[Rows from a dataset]
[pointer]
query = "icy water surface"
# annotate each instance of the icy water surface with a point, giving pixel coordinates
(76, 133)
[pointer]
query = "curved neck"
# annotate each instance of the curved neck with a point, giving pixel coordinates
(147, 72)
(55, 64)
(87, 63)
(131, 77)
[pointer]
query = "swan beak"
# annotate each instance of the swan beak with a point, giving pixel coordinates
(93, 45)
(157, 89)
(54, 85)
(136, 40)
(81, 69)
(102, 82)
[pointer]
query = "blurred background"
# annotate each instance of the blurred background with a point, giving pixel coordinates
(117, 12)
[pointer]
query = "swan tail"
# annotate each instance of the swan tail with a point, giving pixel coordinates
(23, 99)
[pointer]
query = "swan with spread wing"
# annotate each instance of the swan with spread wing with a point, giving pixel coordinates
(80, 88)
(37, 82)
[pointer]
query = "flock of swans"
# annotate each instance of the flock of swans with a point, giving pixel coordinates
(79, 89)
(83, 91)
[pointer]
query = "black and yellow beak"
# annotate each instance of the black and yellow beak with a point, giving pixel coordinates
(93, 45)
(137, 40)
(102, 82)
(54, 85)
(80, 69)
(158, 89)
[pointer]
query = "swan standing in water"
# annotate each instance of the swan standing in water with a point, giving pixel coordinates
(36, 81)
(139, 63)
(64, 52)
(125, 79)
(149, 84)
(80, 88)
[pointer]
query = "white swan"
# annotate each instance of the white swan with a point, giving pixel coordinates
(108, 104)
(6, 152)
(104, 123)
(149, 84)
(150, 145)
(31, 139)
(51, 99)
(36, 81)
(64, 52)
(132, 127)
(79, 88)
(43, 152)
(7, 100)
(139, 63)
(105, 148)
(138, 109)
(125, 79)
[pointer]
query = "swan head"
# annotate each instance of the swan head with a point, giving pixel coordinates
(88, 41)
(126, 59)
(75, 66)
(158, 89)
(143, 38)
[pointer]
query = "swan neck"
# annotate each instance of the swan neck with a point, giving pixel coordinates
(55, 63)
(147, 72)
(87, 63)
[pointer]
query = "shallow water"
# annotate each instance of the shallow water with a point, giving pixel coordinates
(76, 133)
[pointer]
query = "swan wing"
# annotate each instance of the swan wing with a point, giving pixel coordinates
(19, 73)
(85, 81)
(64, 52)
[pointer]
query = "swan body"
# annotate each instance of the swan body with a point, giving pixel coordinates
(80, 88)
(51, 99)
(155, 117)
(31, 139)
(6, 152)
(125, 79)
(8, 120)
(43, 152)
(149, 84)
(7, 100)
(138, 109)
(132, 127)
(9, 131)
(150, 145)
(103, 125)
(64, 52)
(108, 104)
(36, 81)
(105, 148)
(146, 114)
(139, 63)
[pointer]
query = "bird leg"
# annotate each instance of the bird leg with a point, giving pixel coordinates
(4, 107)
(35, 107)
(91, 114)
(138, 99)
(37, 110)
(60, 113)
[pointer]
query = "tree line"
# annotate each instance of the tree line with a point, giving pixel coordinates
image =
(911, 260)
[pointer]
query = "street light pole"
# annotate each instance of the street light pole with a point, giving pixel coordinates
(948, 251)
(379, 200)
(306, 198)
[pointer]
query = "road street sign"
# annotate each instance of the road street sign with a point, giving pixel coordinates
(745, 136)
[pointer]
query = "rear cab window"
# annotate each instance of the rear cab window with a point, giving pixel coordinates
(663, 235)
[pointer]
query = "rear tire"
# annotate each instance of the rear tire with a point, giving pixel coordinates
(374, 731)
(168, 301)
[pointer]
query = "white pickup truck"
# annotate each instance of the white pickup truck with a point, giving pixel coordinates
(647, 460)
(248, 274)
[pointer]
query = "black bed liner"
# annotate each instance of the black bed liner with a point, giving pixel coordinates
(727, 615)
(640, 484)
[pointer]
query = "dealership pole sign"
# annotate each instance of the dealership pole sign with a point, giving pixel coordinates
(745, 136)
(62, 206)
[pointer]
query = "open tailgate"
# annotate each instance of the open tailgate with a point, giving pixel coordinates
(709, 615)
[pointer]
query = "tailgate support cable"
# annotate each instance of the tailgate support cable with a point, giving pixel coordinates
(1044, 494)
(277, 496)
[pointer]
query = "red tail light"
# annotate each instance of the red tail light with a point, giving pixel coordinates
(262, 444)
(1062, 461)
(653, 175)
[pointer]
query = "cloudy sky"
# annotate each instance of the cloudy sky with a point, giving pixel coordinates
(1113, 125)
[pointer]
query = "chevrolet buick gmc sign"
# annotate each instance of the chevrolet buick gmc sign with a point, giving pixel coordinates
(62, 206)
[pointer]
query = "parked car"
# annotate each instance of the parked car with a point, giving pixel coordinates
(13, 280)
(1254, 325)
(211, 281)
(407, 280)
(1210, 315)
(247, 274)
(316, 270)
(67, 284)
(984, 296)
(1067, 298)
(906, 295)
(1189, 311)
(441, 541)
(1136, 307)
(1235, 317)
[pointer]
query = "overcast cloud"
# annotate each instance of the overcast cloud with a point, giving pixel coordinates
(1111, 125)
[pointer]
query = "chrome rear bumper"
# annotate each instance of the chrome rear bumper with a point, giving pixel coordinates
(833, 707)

Short exercise ▸
Extract all of the material exactly as it is written.

Solution for this problem ▸
[pointer]
query = "icy water surface"
# annotate each instance of the icy water surface with a point, giving pixel coordinates
(76, 133)
[pointer]
query = "curved neck"
# annotate each instance of the curved neck with a point, giving pixel coordinates
(147, 72)
(55, 64)
(87, 63)
(131, 77)
[pointer]
query = "swan beak"
# annotate each instance of the swan beak with a point, giving pixel coordinates
(93, 45)
(157, 89)
(54, 85)
(136, 40)
(81, 69)
(102, 82)
[pointer]
query = "blurred background"
# annotate each instance of the blurred background with a point, giving pixel coordinates
(117, 12)
[pointer]
query = "swan tail"
# annotate each instance of the swan tail with a point, giving pixel coordinates
(23, 99)
[pointer]
query = "swan with spread wing"
# annotate each instance of the swan with spread wing with a point, giving pixel coordinates
(80, 88)
(37, 82)
[pointer]
query = "flock of swans"
# annotate each instance of the flock of swans with a point, giving pixel coordinates
(79, 89)
(83, 91)
[pointer]
query = "black and yellow beak"
# annotate each instance of the black and yellow beak with a point, giving pixel coordinates
(93, 45)
(137, 40)
(102, 82)
(54, 85)
(80, 69)
(158, 89)
[pointer]
query = "swan standing in water"
# annotate each instance of the swan standing in water with a point, giving pixel coordinates
(36, 81)
(139, 63)
(64, 52)
(125, 79)
(149, 84)
(80, 88)
[pointer]
query = "white swan"
# annotate each instance of the white swan with a point, giving pixel coordinates
(108, 104)
(6, 152)
(104, 123)
(149, 84)
(150, 145)
(31, 139)
(51, 99)
(36, 81)
(64, 52)
(132, 127)
(79, 88)
(43, 152)
(7, 100)
(139, 63)
(105, 148)
(138, 109)
(125, 79)
[pointer]
query = "swan head"
# annotate each instance of the swan head with a point, giving pixel coordinates
(88, 41)
(126, 59)
(75, 66)
(158, 89)
(143, 38)
[pointer]
query = "swan neck"
# annotate each instance of the swan neck with a point, giving pixel coordinates
(55, 63)
(147, 72)
(87, 63)
[pointer]
query = "shallow water"
# annotate each instance of the shallow water with a point, giving pixel coordinates
(76, 133)
[pointer]
query = "swan wing"
# annotate each instance of the swan wing with a point, giving pixel coordinates
(19, 73)
(85, 81)
(64, 52)
[pointer]
query = "swan body"
# annotate each instance of the swan body with a point, giving pixel coordinates
(80, 88)
(51, 99)
(155, 117)
(31, 139)
(6, 152)
(125, 79)
(8, 120)
(43, 152)
(149, 84)
(7, 100)
(138, 109)
(132, 127)
(9, 131)
(150, 145)
(103, 125)
(64, 52)
(108, 104)
(36, 81)
(105, 148)
(146, 114)
(139, 63)
[pointer]
query = "bird leg"
# annotate each instance of the bird leg with a point, giving pixel coordinates
(4, 107)
(35, 107)
(91, 114)
(138, 99)
(37, 110)
(60, 113)
[pointer]
query = "tree line"
# annotate each instance of the tree line with a point, giving pixel coordinates
image =
(911, 260)
[pointer]
query = "street light pole"
# annotate each instance of the street light pole with a point, giving pixel coordinates
(948, 251)
(379, 200)
(306, 198)
[pointer]
query = "road street sign"
# annotate each instance of the road street sign with a point, giving pixel coordinates
(745, 136)
[pointer]
query = "rear cab window"
# annotate each instance of the rear cab window with a point, giving pixel coordinates
(663, 235)
[pointer]
query = "rear tire"
# annotate each instance of the rear tire with a point, giving pixel coordinates
(374, 731)
(168, 301)
[pointer]
query = "white pickup truck"
# annotate each instance of the white pickup truck with a point, giving pixel coordinates
(647, 460)
(248, 274)
[pointer]
query = "black bed liner"
# annotate each instance of the black bed liner with a point, giving pixel coordinates
(727, 615)
(640, 484)
[pointer]
query = "dealership pole sign"
# annotate each instance of the dealership pole sign with a point, giving pixel coordinates
(745, 136)
(62, 206)
[pointer]
query = "open tailgate"
# annotate each instance of the open tailgate with a point, giving pixel coordinates
(709, 615)
[pointer]
query = "tailgate support cable"
# annotate each instance of the tailgate support cable with a point, giving pixel coordinates
(1044, 494)
(277, 496)
[pointer]
query = "red tail light"
# annotate each instance of the red tail light with a point, giving pixel coordinates
(262, 444)
(1062, 461)
(653, 175)
[pointer]
query = "cloudy sky"
# annotate each instance of the cloudy sky with a point, giving pixel coordinates
(1113, 125)
[pointer]
query = "chevrolet buick gmc sign"
# annotate each instance of the chevrolet buick gmc sign with a point, giving pixel coordinates
(62, 206)
[pointer]
query = "parked car"
# annotate each instance of the parked car with a point, giving pixel coordinates
(13, 280)
(1254, 325)
(211, 281)
(407, 280)
(1210, 315)
(247, 274)
(316, 270)
(67, 284)
(984, 296)
(1067, 298)
(906, 295)
(1189, 311)
(441, 541)
(1136, 307)
(1235, 317)
[pointer]
query = "overcast cloud"
# annotate each instance of the overcast cloud with a point, giving pixel coordinates
(1111, 125)
[pointer]
query = "chrome rear bumper"
# annotate each instance of the chrome rear bumper with a point, giving pixel coordinates
(833, 707)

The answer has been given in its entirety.